Coleman Small Business Lending Podcast

Coleman Small Business Lending Podcast


Episode 17 -- Michael Carter, Founder and CEO of BizEquity

March 28, 2016

March 28, 2016

By Bob Coleman
Editor, Main Street Monday

Episode 17 -- Michael Carter, Founder and CEO of BizEquity

Mike Carter has over 15 years experience in enterprise software and technology services. He’s founded three software companies. Mike was chief marketing officer of a publicly traded billion dollar Internet company and has been called one of the top 100 people globally in Fin-tech.

Bob Coleman: Around 98 percent of all small business owners do not know what the value of their business is despite the fact that it typically is the largest, single asset in their foundation for retirement. Michael Carter, CEO, BizEquity. That’s an alarming statistic, isn’t it?

Michael Carter: Yeah, absolutely, Bob.

Bob Coleman: Tell me what you do. What do you offer to that small business, that Main Street entrepreneur that gets that number down from 98 percent to a more reasonable level?

Michael Carter:  We offer a better, faster, and cheaper way to find out that knowledge. And if you think about it and we make this analogy an awful lot is the old way 10 years ago, 12 years ago to figure out what your home was worth you had to get an appraiser to come into your house, you would take a couple of weeks to schedule that, you’d have to wait for the person to tour your house, then you’d have to wait a week or two to get an appraisal from the appraiser on the biggest asset for consumers which is their home.

Given problem A >> Please find every line in the records that contains the string "lawn" and copy each one in full.
The podcast interview and the records have nothing to do with each other.

Excerpts from a location annotation dataset >>
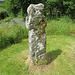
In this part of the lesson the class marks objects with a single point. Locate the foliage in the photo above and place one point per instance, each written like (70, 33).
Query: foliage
(60, 7)
(61, 53)
(12, 34)
(62, 26)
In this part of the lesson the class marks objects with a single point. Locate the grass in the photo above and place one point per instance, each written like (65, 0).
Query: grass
(61, 51)
(2, 7)
(62, 26)
(10, 34)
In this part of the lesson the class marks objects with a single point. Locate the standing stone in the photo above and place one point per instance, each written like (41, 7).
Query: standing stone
(36, 23)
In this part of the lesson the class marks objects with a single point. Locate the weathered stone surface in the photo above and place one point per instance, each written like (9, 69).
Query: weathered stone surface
(36, 23)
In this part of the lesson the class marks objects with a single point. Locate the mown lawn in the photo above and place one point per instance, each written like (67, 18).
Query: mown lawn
(61, 51)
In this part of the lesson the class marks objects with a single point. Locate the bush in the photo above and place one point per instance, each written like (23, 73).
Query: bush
(12, 34)
(61, 26)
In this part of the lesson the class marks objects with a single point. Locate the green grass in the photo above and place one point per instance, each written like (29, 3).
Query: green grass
(10, 34)
(62, 26)
(2, 7)
(61, 51)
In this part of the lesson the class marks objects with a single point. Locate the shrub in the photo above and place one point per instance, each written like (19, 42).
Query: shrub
(61, 26)
(12, 34)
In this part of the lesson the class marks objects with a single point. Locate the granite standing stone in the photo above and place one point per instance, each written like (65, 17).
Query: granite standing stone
(36, 23)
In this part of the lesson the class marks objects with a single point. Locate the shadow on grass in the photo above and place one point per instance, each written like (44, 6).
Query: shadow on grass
(53, 55)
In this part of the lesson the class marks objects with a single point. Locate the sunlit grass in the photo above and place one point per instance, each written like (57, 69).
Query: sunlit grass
(61, 49)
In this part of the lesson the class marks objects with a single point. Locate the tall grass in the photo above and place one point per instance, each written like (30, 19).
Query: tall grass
(12, 34)
(62, 26)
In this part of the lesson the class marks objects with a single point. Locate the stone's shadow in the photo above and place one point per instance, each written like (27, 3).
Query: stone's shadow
(53, 55)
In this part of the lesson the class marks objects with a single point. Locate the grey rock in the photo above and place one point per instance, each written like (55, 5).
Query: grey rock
(36, 23)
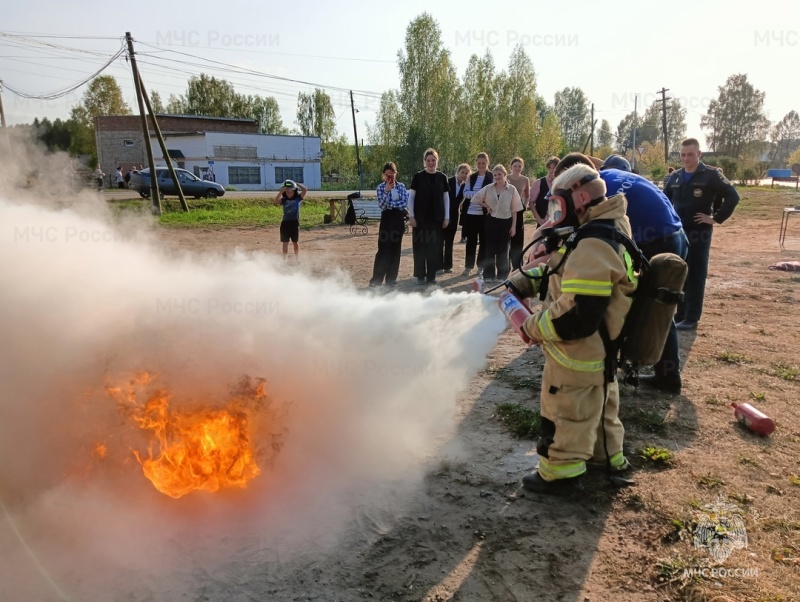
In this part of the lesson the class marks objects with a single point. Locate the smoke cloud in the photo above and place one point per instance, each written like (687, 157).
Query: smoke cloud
(362, 392)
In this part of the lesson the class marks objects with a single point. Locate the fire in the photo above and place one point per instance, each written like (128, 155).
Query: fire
(205, 449)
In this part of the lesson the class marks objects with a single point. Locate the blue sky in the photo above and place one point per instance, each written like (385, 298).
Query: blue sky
(611, 50)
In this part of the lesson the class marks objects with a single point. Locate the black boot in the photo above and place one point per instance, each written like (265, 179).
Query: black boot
(669, 384)
(536, 484)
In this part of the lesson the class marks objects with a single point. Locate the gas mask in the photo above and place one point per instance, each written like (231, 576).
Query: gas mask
(561, 206)
(561, 209)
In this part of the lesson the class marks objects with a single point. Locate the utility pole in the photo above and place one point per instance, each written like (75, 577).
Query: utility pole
(358, 154)
(155, 195)
(3, 121)
(633, 131)
(664, 100)
(163, 145)
(715, 130)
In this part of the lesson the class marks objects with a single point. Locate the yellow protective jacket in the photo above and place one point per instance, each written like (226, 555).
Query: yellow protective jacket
(592, 285)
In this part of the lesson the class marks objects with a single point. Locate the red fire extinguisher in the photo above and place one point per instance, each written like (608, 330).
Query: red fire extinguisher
(753, 419)
(516, 314)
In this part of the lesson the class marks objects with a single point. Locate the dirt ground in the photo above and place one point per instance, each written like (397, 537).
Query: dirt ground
(474, 534)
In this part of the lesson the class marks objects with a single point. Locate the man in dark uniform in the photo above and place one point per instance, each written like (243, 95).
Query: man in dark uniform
(702, 198)
(656, 229)
(539, 190)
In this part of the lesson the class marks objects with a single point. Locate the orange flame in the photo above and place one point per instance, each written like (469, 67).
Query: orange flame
(198, 449)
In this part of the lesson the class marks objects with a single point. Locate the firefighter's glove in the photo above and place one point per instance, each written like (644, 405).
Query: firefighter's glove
(521, 285)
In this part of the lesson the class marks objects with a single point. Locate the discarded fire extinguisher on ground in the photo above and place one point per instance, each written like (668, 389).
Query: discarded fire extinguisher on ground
(753, 419)
(516, 313)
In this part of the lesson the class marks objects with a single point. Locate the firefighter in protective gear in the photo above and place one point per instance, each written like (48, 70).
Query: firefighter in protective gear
(587, 294)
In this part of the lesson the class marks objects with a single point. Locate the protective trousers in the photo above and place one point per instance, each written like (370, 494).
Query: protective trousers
(572, 432)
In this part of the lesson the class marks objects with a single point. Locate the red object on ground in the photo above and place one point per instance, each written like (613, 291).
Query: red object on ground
(786, 266)
(754, 419)
(516, 314)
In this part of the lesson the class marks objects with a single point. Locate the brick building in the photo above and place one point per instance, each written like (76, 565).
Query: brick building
(230, 148)
(120, 141)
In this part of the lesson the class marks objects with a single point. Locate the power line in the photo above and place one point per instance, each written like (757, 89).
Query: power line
(65, 91)
(312, 56)
(259, 73)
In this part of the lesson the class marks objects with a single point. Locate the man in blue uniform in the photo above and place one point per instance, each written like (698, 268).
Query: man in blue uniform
(703, 198)
(656, 229)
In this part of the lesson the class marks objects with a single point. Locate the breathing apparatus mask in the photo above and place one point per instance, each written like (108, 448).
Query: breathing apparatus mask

Given problem B >> Continue the podcast interview about small business valuation, starting right after its last sentence.

Exercise response A >>
In this part of the lesson the class marks objects with a single point. Locate the mown lawn in the photo above and place one point per instance, each written like (67, 18).
Query: mown lawn

Exercise response B >>
Now the biggest asset for business owners is their business and before us there wasn’t a Zillow type of an approach to do it, so I always make that analogy because I think it’s a clean one. The old way to value your home was offline, time-intensive, and expensive. Similarly the old way to value your business was the same thing and like Zillow and Realtor.com ushered in a whole new way to do it using big data, the earliest users I think of big data where it was really Zillow in the states and Zoopla in the United Kingdom in the real estate market. We’re doing the same thing but for business valuations and we’re doing that for the business owner. But we’re delivering it through this network of advisors that include your local community banker, your wealth advisor, your insurance agent, your trust and estates counselor or your business coach, so that’s what we do.

Bob Coleman: Well, you learn something new every day. Zoopla, is that in the UK? I’ve never heard that before. Is that the UK equivalent of Zillow?

Michael Carter: We have an office in London, Bob, so if you say Zillow you get these blank stares. And a very close friend of mine and our investor, when I would go to these meetings with him in London when we were first launching the office there he would say Mike, these US-centric companies and I’d say what do you mean? He goes your Zillow is our Zoopla. I said, okay, note to self.

Bob Coleman: Now I know what my house is worth sort of.

Michael Carter: Yeah.

Bob Coleman: My neighbor sells it down the street, it’s being listed, so that’s a fairly easy metric. Mike, I run a dry cleaner, next door is a pizza shop and then maybe down the street is a car dealership or a Firestone tire dealership, so I don’t have a sense of what my business is worth. So you said big data, how do you bring all this together to separate those three different type of entities?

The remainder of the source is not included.